§ Exercise brief
How many lines in the listing below contain the word "wall" with matching case? Reply with the number alone.

§ Dataset extract
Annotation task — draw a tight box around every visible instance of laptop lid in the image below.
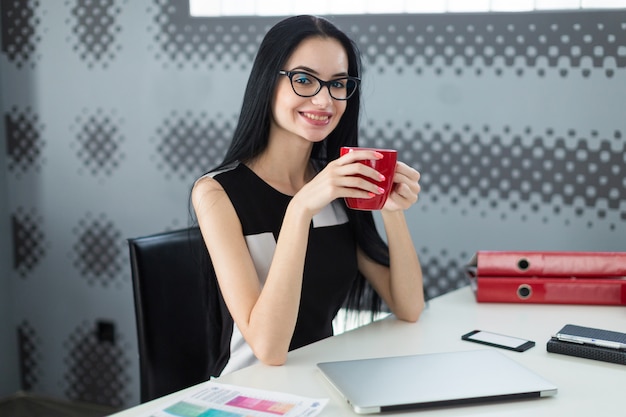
[317,349,557,414]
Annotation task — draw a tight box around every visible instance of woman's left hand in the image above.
[383,161,421,211]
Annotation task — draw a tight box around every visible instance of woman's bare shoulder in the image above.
[191,175,226,209]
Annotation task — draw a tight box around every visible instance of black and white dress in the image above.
[209,164,357,375]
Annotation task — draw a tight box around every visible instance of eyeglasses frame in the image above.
[278,70,361,101]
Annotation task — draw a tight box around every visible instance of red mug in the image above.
[340,146,398,210]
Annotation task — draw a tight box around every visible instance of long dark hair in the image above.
[212,15,389,313]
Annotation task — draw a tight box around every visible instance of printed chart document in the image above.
[146,382,328,417]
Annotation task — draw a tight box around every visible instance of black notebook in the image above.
[546,324,626,365]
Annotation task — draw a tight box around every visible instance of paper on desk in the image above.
[146,382,328,417]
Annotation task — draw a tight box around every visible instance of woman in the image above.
[192,16,424,374]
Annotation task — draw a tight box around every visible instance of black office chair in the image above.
[128,227,228,402]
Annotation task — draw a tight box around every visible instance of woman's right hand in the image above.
[292,150,384,217]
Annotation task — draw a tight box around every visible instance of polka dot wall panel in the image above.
[0,0,626,408]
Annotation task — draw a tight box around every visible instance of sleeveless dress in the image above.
[209,164,358,375]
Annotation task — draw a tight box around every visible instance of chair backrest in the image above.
[128,227,221,402]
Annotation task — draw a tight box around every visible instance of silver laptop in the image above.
[317,349,557,414]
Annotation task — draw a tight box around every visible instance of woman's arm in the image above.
[192,177,311,365]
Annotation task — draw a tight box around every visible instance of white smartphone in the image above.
[461,330,535,352]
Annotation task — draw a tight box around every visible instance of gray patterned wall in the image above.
[0,0,626,407]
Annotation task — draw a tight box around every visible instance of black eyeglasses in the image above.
[278,71,361,100]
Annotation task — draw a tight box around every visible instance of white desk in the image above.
[109,287,626,417]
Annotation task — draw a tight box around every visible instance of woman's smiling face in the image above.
[272,37,348,146]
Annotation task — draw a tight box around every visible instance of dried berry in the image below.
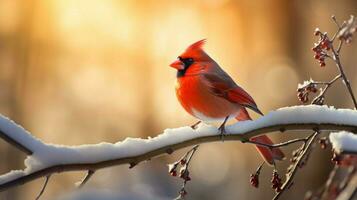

§ Solution below
2